Image point annotation entries
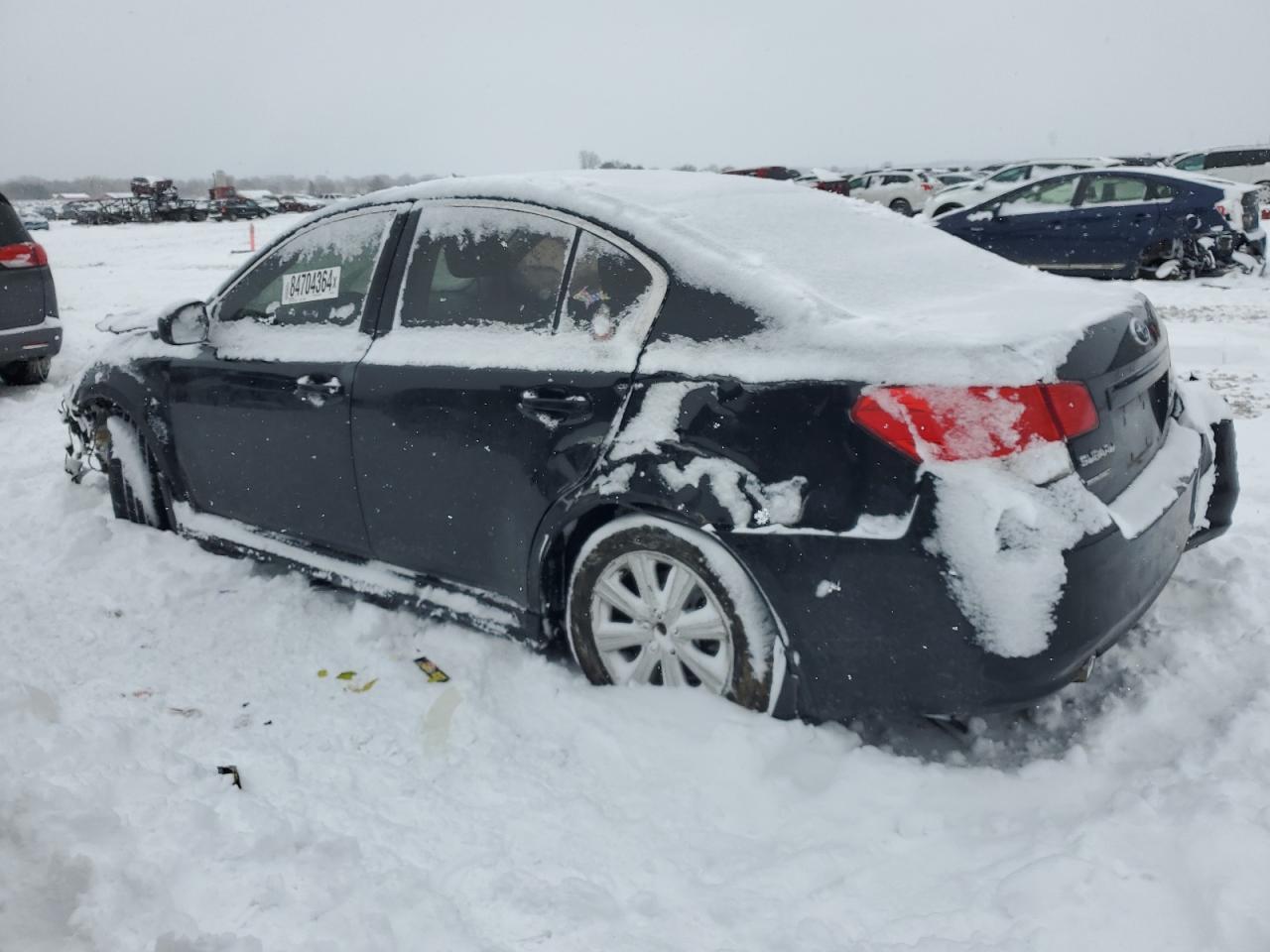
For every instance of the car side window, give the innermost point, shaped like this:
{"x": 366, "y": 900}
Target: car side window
{"x": 604, "y": 289}
{"x": 320, "y": 276}
{"x": 475, "y": 266}
{"x": 1112, "y": 189}
{"x": 1042, "y": 197}
{"x": 1016, "y": 175}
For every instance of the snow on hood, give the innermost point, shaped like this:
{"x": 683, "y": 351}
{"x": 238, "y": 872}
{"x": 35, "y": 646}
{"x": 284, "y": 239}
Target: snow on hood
{"x": 844, "y": 289}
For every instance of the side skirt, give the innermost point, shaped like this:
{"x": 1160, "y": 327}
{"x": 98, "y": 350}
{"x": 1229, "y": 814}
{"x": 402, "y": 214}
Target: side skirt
{"x": 380, "y": 581}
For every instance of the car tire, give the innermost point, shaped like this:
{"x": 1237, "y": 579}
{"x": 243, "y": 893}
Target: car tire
{"x": 27, "y": 373}
{"x": 661, "y": 571}
{"x": 143, "y": 498}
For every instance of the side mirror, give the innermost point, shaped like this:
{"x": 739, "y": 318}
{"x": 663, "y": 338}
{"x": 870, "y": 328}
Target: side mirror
{"x": 185, "y": 325}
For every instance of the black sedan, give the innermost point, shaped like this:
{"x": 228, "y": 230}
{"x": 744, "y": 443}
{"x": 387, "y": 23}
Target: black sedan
{"x": 31, "y": 331}
{"x": 702, "y": 430}
{"x": 1120, "y": 222}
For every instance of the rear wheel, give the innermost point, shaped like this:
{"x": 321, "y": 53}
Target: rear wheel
{"x": 654, "y": 603}
{"x": 23, "y": 373}
{"x": 139, "y": 490}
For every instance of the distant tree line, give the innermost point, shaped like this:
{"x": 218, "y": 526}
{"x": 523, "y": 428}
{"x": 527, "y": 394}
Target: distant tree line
{"x": 36, "y": 186}
{"x": 590, "y": 160}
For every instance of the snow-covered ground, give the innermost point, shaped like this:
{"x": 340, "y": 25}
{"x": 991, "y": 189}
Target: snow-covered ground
{"x": 516, "y": 807}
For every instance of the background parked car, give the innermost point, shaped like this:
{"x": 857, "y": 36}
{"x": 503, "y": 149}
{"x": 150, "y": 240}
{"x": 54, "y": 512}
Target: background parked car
{"x": 1248, "y": 164}
{"x": 1116, "y": 222}
{"x": 236, "y": 207}
{"x": 901, "y": 190}
{"x": 1010, "y": 177}
{"x": 31, "y": 333}
{"x": 299, "y": 203}
{"x": 33, "y": 220}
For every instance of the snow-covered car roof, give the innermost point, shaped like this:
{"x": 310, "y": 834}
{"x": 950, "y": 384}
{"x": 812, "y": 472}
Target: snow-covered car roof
{"x": 846, "y": 290}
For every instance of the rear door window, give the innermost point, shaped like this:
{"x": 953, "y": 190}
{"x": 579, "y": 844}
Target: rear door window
{"x": 1042, "y": 197}
{"x": 1114, "y": 189}
{"x": 485, "y": 267}
{"x": 606, "y": 290}
{"x": 1016, "y": 175}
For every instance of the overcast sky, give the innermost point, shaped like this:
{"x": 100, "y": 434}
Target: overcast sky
{"x": 359, "y": 86}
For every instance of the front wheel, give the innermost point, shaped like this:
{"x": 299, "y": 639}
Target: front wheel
{"x": 652, "y": 602}
{"x": 24, "y": 373}
{"x": 139, "y": 492}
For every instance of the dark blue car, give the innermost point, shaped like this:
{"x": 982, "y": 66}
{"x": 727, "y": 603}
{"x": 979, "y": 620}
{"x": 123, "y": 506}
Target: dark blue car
{"x": 1115, "y": 222}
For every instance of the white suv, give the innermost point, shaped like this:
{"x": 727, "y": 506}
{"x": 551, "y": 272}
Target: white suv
{"x": 1007, "y": 178}
{"x": 903, "y": 190}
{"x": 1250, "y": 164}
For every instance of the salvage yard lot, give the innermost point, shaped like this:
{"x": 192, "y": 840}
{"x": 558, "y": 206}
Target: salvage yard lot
{"x": 518, "y": 807}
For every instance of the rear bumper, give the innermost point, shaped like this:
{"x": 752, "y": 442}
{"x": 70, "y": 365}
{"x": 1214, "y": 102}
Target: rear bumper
{"x": 892, "y": 638}
{"x": 44, "y": 339}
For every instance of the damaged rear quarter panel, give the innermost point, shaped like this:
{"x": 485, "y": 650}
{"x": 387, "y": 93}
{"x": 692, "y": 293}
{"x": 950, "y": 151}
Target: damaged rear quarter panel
{"x": 737, "y": 456}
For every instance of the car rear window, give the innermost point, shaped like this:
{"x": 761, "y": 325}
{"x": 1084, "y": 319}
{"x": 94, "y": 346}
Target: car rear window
{"x": 12, "y": 230}
{"x": 1237, "y": 157}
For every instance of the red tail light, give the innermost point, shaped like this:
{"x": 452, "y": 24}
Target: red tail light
{"x": 974, "y": 422}
{"x": 24, "y": 254}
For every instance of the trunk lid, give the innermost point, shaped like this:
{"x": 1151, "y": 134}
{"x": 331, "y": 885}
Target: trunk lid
{"x": 1124, "y": 361}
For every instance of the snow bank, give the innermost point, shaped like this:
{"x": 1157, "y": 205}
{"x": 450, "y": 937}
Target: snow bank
{"x": 846, "y": 290}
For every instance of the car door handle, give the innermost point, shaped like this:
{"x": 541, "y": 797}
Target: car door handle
{"x": 310, "y": 386}
{"x": 556, "y": 403}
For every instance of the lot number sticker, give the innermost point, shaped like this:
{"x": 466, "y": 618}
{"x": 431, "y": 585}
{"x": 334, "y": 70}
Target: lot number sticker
{"x": 310, "y": 286}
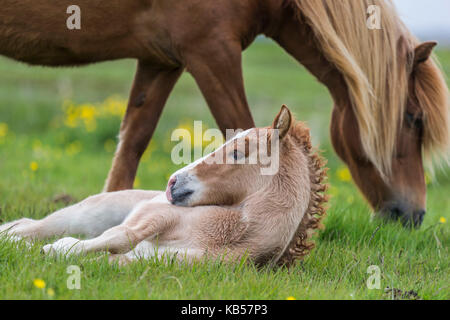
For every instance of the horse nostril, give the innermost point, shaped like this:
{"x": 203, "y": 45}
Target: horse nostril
{"x": 171, "y": 182}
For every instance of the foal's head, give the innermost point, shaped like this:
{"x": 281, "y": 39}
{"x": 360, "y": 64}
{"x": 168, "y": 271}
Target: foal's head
{"x": 400, "y": 193}
{"x": 241, "y": 167}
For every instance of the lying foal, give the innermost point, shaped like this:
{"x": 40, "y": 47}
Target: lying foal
{"x": 219, "y": 210}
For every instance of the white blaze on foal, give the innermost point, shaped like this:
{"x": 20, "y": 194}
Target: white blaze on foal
{"x": 219, "y": 206}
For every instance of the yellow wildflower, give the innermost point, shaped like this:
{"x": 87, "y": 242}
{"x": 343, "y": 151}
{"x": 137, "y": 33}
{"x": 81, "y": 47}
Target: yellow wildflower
{"x": 34, "y": 166}
{"x": 3, "y": 130}
{"x": 344, "y": 175}
{"x": 137, "y": 183}
{"x": 39, "y": 283}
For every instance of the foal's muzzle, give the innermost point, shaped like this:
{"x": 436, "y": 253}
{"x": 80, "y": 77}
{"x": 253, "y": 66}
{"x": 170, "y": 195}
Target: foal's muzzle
{"x": 178, "y": 191}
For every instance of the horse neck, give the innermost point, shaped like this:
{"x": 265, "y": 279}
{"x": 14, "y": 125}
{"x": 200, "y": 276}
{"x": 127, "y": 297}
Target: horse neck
{"x": 297, "y": 39}
{"x": 279, "y": 207}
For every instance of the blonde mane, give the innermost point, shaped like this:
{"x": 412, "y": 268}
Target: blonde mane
{"x": 374, "y": 65}
{"x": 301, "y": 243}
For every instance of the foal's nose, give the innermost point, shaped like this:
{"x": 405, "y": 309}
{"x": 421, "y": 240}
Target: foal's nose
{"x": 169, "y": 188}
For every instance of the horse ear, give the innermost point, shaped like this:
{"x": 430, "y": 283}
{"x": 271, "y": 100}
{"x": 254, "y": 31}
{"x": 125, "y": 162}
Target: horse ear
{"x": 283, "y": 121}
{"x": 423, "y": 52}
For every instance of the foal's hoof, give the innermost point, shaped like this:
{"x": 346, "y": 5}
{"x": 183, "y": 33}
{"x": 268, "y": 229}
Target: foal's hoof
{"x": 62, "y": 247}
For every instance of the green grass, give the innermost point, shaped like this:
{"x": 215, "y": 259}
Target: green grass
{"x": 31, "y": 101}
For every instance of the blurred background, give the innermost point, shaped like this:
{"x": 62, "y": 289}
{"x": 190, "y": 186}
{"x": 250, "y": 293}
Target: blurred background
{"x": 429, "y": 20}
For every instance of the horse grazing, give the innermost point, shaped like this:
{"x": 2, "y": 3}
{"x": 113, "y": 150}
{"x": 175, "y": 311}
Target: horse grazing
{"x": 391, "y": 100}
{"x": 222, "y": 206}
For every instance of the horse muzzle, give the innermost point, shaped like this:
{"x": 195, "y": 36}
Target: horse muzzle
{"x": 180, "y": 189}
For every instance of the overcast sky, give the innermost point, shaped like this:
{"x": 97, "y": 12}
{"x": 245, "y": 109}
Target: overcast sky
{"x": 426, "y": 16}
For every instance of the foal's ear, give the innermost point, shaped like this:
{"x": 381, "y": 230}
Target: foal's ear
{"x": 423, "y": 52}
{"x": 283, "y": 121}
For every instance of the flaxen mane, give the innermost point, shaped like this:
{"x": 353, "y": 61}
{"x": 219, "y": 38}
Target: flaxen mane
{"x": 301, "y": 244}
{"x": 374, "y": 66}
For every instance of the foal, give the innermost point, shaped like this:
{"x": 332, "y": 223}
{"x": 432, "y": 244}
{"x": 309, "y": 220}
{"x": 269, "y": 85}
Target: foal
{"x": 220, "y": 206}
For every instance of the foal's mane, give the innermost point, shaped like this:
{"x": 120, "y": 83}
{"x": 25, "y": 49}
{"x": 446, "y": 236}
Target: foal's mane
{"x": 376, "y": 70}
{"x": 301, "y": 243}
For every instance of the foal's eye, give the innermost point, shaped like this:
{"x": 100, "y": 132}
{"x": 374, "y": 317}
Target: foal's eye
{"x": 414, "y": 121}
{"x": 237, "y": 155}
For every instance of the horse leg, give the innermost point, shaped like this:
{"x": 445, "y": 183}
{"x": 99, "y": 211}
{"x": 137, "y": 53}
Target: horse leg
{"x": 217, "y": 70}
{"x": 151, "y": 88}
{"x": 145, "y": 222}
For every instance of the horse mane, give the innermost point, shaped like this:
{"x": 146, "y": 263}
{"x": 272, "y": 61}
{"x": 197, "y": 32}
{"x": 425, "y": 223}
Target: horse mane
{"x": 301, "y": 243}
{"x": 433, "y": 97}
{"x": 376, "y": 72}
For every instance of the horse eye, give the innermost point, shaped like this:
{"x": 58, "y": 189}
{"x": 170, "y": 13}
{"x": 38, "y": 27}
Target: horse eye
{"x": 237, "y": 155}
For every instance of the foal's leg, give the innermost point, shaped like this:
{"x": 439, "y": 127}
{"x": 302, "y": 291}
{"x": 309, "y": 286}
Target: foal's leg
{"x": 90, "y": 217}
{"x": 216, "y": 66}
{"x": 151, "y": 88}
{"x": 145, "y": 222}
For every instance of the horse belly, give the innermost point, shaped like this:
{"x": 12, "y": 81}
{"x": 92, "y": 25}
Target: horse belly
{"x": 37, "y": 32}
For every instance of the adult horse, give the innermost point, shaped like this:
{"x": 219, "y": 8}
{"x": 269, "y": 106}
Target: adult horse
{"x": 391, "y": 101}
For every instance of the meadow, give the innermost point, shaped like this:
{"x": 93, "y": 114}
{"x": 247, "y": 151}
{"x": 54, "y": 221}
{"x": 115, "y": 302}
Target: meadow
{"x": 58, "y": 131}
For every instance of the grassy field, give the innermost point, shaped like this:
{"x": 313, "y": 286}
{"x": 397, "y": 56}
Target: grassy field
{"x": 57, "y": 136}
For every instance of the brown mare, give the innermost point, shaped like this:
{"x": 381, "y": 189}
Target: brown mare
{"x": 391, "y": 102}
{"x": 221, "y": 206}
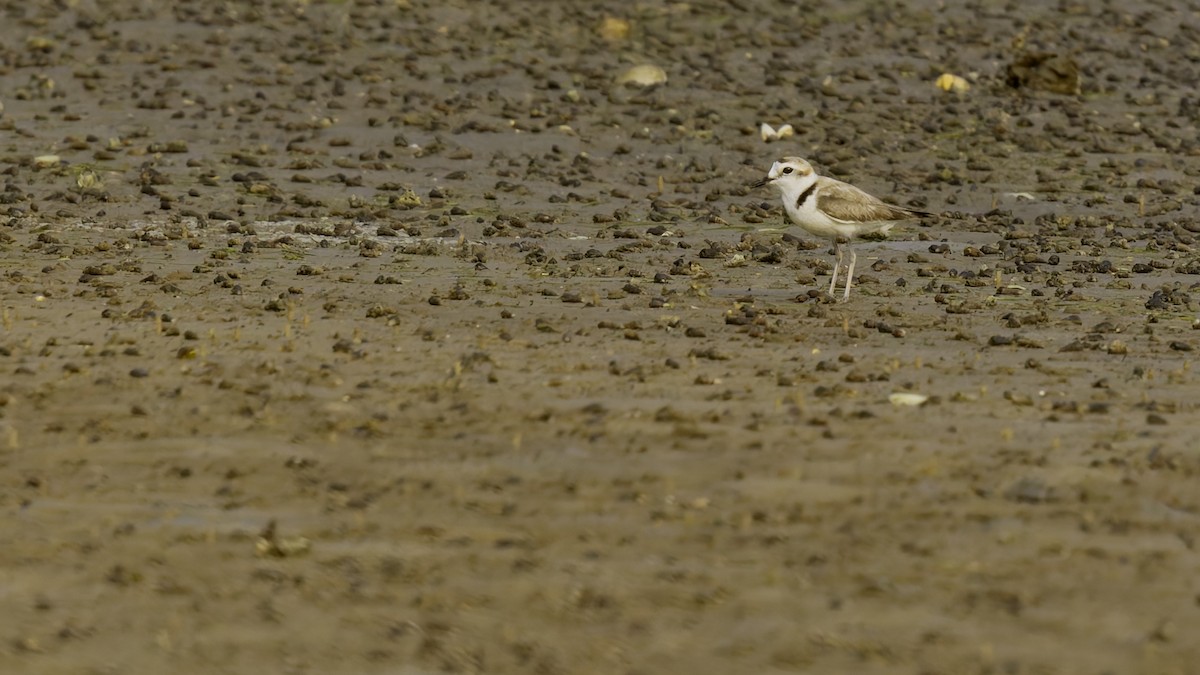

» **AIM**
Show every line of the records above that contains the string "light", copying each line in full.

» **OUTPUT FOR THIS TASK**
For every instance of the red tail light, give the innermost point, shaped like this:
Target: red tail light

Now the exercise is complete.